++++ TRECHO DO DOCUMENTO ++++

Ademais, conforme o auto de exame de corpo de delito da fl. 06, inexistem quaisquer sinais de alienação, debilidade mental ou mesmo de violência praticada contra a vítima.
Com olhos em tal realidade, tenho que o caso em apreço permite a relativização do conceito de vulnerabilidade.
Assim, considerando que a prova indiciária aponta a existência de relacionamento amoroso e sexual consentido, envolvendo adolescente que não se amolda ao conceito de vulnerável, tenho por acertada a decisão proferida pelo julgador singular Márcio Roberto Muller, no sentido da inexistência de justa causa para a ação penal.

++++ DADOS DISPONÍVEIS ++++

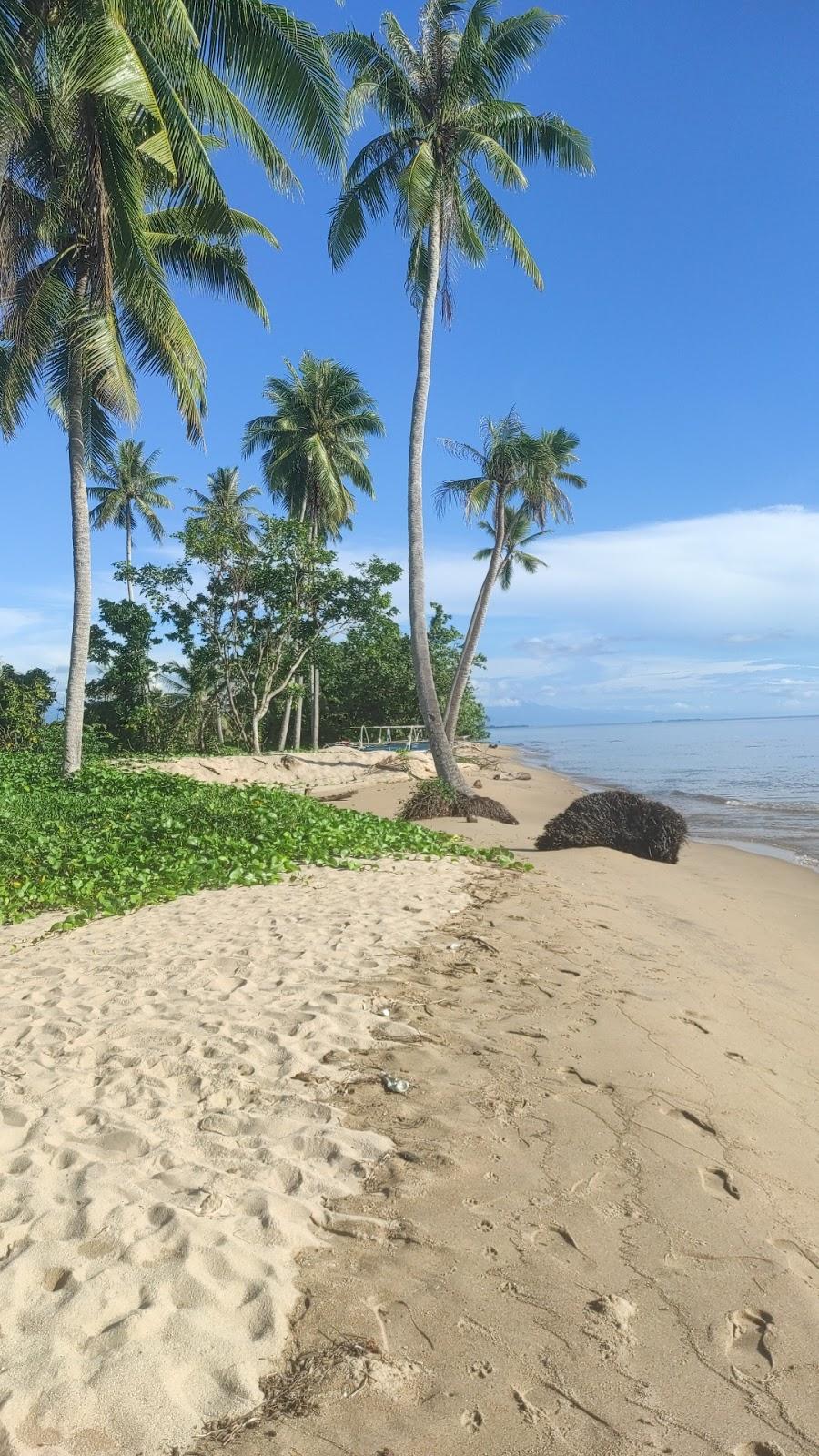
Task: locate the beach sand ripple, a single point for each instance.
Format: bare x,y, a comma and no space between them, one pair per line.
167,1142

++++

**ENUNCIADO DA TAREFA**
Com base no trecho do documento, indique, por favor, o nome do julgador que proferiu a decisão considerada acertada.

**RESULTADO**
Márcio Roberto Muller, o julgador singular.